>> Begin

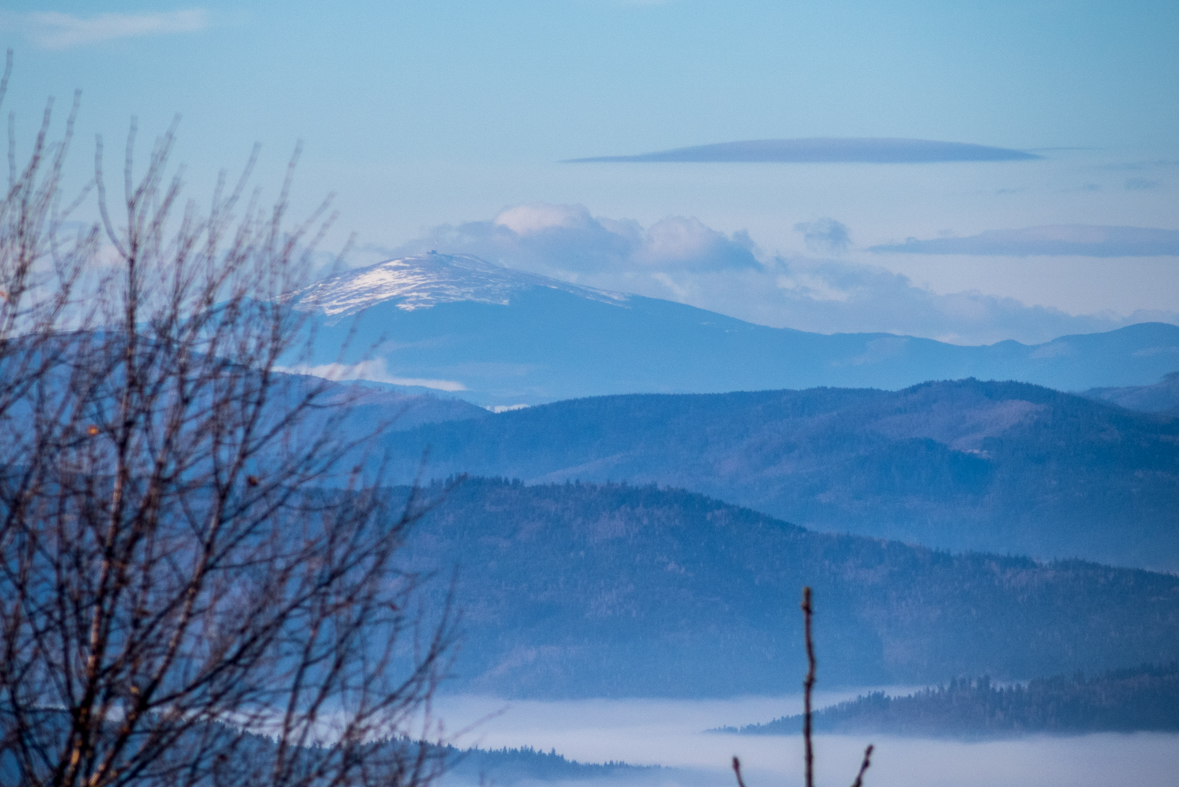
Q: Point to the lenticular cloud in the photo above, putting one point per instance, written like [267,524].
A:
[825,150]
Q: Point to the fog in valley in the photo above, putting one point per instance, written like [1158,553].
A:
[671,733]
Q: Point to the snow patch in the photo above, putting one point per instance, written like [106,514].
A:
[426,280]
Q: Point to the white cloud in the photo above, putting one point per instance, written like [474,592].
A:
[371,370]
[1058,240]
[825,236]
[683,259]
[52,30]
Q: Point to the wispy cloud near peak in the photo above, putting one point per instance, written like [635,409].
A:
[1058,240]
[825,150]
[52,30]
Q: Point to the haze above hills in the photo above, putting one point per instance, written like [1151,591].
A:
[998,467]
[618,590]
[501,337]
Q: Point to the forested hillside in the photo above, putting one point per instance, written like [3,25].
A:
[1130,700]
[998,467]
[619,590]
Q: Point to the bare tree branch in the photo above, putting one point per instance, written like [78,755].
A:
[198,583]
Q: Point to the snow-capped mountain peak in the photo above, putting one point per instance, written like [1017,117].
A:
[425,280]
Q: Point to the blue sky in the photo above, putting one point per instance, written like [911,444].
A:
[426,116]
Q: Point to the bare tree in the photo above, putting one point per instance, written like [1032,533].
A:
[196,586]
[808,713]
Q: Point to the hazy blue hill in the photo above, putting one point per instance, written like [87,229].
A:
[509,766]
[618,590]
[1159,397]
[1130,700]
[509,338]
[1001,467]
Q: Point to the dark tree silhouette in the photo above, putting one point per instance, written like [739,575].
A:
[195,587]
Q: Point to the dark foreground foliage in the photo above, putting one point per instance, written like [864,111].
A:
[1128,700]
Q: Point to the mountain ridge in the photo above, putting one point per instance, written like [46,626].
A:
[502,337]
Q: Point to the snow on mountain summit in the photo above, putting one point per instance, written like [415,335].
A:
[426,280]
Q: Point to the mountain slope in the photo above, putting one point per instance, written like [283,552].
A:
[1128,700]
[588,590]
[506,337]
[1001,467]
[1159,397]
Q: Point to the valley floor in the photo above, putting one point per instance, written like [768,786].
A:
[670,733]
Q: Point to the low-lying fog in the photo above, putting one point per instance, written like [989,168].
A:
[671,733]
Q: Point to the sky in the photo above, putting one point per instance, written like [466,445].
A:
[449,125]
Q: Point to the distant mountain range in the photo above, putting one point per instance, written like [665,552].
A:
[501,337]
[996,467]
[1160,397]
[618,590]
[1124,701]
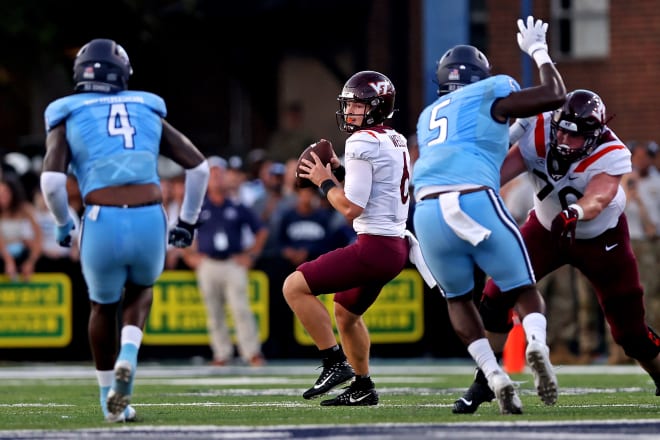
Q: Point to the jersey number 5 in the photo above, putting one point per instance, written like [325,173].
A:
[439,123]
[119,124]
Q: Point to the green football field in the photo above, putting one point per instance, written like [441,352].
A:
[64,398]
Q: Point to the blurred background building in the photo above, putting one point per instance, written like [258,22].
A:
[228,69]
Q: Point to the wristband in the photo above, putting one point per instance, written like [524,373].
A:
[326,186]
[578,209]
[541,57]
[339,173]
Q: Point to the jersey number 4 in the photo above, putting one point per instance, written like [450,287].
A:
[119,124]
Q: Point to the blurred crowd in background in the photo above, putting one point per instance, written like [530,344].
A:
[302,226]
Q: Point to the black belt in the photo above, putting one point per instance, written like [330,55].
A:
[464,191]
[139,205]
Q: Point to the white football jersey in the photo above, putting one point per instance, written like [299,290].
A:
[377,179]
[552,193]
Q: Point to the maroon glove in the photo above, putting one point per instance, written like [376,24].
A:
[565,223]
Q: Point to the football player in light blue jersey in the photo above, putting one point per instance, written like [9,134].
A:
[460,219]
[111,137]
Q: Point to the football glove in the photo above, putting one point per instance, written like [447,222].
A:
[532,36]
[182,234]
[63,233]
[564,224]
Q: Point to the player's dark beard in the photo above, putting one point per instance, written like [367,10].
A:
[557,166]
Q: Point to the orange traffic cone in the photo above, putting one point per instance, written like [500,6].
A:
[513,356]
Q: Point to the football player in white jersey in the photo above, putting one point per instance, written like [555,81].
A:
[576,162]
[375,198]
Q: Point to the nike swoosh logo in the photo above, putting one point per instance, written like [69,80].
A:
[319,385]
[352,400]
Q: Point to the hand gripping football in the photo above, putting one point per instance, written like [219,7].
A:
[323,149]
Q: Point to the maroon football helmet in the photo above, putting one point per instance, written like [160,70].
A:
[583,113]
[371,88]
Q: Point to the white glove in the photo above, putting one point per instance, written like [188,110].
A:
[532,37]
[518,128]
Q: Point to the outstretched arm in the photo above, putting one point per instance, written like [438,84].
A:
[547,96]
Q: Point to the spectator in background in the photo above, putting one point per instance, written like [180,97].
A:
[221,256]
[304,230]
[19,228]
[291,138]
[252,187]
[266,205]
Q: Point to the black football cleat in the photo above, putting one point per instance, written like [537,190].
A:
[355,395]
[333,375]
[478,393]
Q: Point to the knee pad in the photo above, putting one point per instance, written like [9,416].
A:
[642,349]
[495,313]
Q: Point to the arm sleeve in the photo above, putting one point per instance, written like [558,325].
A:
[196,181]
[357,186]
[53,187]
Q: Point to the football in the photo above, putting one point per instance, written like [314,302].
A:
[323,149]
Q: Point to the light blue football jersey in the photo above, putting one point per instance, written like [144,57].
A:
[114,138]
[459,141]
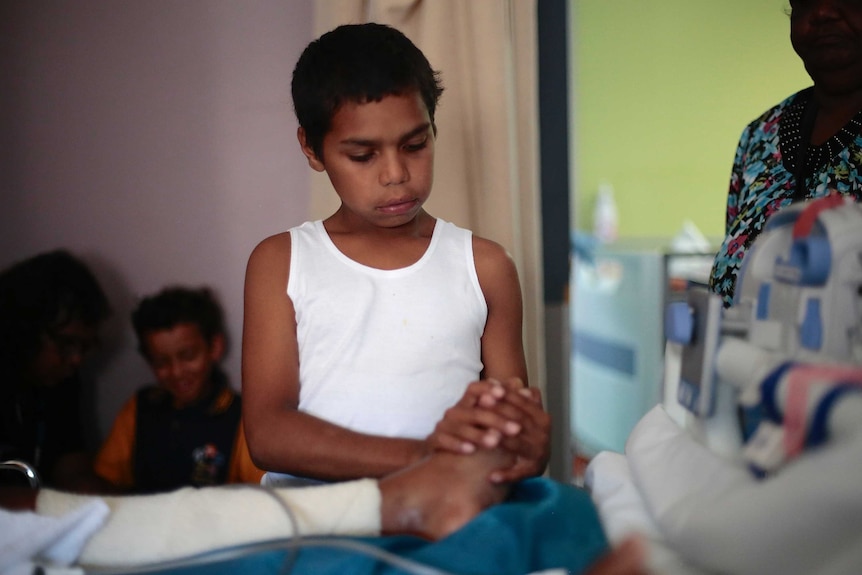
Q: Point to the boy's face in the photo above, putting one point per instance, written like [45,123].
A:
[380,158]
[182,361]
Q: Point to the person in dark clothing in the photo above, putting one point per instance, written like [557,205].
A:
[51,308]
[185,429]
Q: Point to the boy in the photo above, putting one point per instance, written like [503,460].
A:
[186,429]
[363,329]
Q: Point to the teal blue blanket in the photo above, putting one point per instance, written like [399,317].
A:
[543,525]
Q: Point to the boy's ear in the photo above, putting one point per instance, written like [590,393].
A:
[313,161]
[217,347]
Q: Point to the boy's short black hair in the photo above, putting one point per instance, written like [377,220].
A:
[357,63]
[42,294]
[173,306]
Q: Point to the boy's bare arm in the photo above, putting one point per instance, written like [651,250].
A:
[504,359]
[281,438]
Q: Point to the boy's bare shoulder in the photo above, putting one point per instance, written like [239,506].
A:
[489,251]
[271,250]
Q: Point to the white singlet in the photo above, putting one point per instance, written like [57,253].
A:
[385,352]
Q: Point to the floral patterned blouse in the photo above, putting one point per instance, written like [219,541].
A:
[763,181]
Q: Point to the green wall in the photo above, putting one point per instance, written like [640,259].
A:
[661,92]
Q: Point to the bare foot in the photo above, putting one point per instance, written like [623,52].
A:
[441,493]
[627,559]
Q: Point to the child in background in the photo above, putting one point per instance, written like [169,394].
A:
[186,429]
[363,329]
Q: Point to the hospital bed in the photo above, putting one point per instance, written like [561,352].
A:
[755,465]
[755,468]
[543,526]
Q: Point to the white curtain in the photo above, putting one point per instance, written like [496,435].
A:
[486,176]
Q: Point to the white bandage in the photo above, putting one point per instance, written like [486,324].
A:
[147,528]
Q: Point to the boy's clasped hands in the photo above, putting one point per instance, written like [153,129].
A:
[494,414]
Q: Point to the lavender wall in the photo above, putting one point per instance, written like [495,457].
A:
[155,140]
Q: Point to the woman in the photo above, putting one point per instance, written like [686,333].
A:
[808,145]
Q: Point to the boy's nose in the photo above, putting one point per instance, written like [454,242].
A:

>> End

▶ **EXERCISE**: With both ends included, please retype exactly the lines from the line containing "Q: Point to the white bandage" to the final line of the data.

▶ **RESULT BELOW**:
Q: Point to the white bandage in the photo above, putting one point per instance, written like [486,324].
A:
[147,528]
Q: Point to the boy's clasped hands in the photo above, putting one point per instance, written like [153,129].
A:
[494,414]
Q: Point to the lavender wall in the photo above, putting one point per instance, written like [495,457].
A:
[155,140]
Q: Point to the woman in the photo above, putting one point per instance, written like [686,333].
A:
[808,145]
Q: Point to the boy's nose in the photo above, putting one point per instance, written like [454,242].
A:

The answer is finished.